| Consigne A |
Retapez intégralement le texte ci-dessous sur la colère des ouvriers immigrés de Dubaï.

| Texte fourni |
########################################

Le 21 mars 2006, plus de 2 000 d’entre eux ont mis à sac le méga-chantier de la plus haute tour du monde. Dans la nuit ils ont agressé et chassé les gardes de sécurité puis sont entrés par effraction dans les bureaux temporaires du chantier dans lesquels ils ont cassé une dizaine d’ordinateurs. Ils ont également détruit une vingtaine de voitures et d’engins.
Mercredi, les ouvriers sont restés sur le site... les bras croisés. Dans un pays où la grève est interdite, leur mouvement de protestation a pourtant touché les immeubles en construction alentours et l’aéroport international de Dubaï où quelque 2 000 travailleurs entreprenant la construction d’un nouveau terminal ont déposé leurs outils, en signe de solidarité.
C’est la première fois que les travailleurs immigrés qui bâtissent depuis 15 ans les rêves de grandeur de Dubaï expriment leur colère. Sous-payés, mal-logés et corvéables à merci, les étrangers viennent d’Inde, du Pakistan, du Bangladesh, de Chine, des Philippines, du Sri Lanka, d’Afghanistan, de Syrie ou encore du yémen. A leur arrivée, l’employeur leur confisque leur passeport en échange du contrat de travail et prend garde de les reconduire à l’aéroport dès la fin du contrat.

########################################

| Extraits de données |
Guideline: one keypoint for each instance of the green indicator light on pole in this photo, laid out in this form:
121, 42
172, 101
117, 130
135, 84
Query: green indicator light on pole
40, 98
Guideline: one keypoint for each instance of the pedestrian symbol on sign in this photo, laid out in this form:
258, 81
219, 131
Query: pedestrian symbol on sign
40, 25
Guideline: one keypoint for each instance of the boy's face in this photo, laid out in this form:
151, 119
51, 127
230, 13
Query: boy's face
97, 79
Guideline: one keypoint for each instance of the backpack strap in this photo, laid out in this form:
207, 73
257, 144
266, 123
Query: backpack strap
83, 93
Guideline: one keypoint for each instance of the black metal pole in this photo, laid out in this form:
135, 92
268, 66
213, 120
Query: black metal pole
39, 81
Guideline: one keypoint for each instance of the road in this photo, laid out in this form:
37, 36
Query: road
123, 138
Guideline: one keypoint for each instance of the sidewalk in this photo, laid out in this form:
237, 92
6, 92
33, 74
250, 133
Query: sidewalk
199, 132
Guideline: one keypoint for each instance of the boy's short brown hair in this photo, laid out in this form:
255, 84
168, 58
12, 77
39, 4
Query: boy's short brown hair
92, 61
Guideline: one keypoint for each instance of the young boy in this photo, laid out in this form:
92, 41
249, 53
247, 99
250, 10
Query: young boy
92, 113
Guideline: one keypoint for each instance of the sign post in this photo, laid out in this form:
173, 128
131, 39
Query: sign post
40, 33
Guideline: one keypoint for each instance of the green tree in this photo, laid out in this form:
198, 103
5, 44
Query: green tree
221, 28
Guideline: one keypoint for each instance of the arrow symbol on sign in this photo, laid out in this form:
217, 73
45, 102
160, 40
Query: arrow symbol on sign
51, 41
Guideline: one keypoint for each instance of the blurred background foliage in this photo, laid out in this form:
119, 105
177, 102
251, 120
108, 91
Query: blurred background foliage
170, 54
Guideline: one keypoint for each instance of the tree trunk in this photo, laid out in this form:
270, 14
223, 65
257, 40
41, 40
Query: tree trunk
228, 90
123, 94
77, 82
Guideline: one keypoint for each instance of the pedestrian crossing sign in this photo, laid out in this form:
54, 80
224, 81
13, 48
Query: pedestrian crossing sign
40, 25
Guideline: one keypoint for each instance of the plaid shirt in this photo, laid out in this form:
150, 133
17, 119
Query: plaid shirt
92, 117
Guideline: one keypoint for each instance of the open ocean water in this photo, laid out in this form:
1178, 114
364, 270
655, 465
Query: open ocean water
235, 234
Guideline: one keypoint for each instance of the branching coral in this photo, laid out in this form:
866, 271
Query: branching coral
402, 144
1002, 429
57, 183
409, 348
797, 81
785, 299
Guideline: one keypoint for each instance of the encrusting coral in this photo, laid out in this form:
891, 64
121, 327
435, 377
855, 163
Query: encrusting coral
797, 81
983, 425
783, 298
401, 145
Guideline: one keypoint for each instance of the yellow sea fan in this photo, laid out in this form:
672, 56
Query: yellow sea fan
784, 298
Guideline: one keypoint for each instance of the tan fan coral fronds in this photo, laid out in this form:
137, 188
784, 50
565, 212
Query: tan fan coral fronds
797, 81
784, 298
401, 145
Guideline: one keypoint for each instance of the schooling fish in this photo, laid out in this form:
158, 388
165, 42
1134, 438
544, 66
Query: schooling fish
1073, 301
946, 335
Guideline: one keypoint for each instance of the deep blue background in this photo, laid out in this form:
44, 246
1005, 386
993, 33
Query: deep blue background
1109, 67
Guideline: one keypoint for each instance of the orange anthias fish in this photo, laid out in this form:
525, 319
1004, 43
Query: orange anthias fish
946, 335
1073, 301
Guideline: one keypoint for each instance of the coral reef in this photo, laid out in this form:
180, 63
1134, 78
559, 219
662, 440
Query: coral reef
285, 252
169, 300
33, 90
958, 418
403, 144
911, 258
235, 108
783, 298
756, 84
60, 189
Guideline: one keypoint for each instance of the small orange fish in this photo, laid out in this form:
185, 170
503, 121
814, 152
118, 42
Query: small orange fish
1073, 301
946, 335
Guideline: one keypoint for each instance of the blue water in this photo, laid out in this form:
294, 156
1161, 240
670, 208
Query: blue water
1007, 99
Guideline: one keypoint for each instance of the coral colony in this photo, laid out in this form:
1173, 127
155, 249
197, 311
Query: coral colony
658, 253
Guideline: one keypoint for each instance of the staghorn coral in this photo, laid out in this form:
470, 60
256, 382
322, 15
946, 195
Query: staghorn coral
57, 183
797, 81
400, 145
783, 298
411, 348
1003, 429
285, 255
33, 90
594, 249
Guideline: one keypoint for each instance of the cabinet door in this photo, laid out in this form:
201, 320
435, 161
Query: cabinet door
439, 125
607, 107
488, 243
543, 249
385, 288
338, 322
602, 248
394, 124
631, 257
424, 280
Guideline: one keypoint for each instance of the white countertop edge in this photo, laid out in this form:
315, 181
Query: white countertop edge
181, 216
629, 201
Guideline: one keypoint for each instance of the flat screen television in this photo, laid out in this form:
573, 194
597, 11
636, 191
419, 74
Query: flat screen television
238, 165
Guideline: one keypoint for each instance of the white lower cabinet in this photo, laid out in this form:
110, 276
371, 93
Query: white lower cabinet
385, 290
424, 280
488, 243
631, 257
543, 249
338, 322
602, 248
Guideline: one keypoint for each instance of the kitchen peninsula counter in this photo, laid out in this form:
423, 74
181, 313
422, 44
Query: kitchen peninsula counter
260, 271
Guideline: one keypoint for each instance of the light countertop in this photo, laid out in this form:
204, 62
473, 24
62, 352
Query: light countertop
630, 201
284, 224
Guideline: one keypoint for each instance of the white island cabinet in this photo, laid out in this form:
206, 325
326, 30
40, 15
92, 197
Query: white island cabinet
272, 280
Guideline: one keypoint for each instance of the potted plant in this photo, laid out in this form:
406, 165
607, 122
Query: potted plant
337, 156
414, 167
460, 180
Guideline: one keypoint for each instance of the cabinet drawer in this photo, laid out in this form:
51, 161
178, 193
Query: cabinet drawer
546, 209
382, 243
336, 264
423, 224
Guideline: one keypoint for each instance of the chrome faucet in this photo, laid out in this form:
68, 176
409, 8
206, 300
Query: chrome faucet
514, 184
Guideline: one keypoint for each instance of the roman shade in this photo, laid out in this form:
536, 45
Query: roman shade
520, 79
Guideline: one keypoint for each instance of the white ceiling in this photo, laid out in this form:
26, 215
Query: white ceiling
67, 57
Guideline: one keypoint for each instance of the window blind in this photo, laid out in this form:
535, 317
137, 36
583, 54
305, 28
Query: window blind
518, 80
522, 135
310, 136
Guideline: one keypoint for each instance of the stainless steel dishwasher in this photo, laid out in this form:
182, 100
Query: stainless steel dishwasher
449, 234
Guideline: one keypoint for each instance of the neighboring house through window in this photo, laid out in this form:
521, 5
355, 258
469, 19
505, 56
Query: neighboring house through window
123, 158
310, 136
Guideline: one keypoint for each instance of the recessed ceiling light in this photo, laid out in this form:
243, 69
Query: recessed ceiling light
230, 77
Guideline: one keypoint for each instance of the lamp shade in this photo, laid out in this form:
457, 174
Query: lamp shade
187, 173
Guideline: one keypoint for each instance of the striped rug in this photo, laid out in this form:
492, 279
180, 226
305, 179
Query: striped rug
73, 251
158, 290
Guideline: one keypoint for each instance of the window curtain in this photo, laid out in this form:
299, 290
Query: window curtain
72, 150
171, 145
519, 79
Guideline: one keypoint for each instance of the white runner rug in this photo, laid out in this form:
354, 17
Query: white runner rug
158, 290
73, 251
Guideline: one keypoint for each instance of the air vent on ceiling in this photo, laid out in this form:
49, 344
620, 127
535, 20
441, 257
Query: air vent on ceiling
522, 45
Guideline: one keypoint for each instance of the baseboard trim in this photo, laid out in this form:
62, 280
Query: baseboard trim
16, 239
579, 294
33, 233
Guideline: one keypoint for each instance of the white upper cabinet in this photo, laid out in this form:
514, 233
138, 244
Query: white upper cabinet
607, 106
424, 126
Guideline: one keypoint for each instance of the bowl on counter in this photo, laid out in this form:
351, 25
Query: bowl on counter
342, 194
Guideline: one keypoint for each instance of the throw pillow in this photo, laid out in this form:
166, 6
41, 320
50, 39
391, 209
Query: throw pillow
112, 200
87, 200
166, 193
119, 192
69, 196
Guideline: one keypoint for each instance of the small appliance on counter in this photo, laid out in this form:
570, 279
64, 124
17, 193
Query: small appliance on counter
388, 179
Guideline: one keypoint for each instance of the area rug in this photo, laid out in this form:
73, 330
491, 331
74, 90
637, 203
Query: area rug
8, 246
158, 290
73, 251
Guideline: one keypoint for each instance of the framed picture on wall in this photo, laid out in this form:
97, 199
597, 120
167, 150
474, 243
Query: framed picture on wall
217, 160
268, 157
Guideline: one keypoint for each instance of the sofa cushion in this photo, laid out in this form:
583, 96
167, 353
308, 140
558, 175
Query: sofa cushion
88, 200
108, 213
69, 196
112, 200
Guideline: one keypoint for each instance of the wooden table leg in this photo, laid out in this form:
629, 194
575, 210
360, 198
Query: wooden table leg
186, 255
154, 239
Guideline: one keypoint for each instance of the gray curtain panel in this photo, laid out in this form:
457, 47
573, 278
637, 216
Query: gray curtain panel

########################################

| Consigne B |
Filtrez les lignes ci-dessus pour ne garder que celles qui contiennent le mot « upper », puis recopiez-les.

| Solution du problème A |
Le 21 mars 2006, plus de 2 000 d’entre eux ont mis à sac le méga-chantier de la plus haute tour du monde. Dans la nuit ils ont agressé et chassé les gardes de sécurité puis sont entrés par effraction dans les bureaux temporaires du chantier dans lesquels ils ont cassé une dizaine d’ordinateurs. Ils ont également détruit une vingtaine de voitures et d’engins.
Mercredi, les ouvriers sont restés sur le site... les bras croisés. Dans un pays où la grève est interdite, leur mouvement de protestation a pourtant touché les immeubles en construction alentours et l’aéroport international de Dubaï où quelque 2 000 travailleurs entreprenant la construction d’un nouveau terminal ont déposé leurs outils, en signe de solidarité.
C’est la première fois que les travailleurs immigrés qui bâtissent depuis 15 ans les rêves de grandeur de Dubaï expriment leur colère. Sous-payés, mal-logés et corvéables à merci, les étrangers viennent d’Inde, du Pakistan, du Bangladesh, de Chine, des Philippines, du Sri Lanka, d’Afghanistan, de Syrie ou encore du yémen. A leur arrivée, l’employeur leur confisque leur passeport en échange du contrat de travail et prend garde de les reconduire à l’aéroport dès la fin du contrat.

| Solution du problème B |
Guideline: one keypoint for each instance of the white upper cabinet in this photo, laid out in this form:
Query: white upper cabinet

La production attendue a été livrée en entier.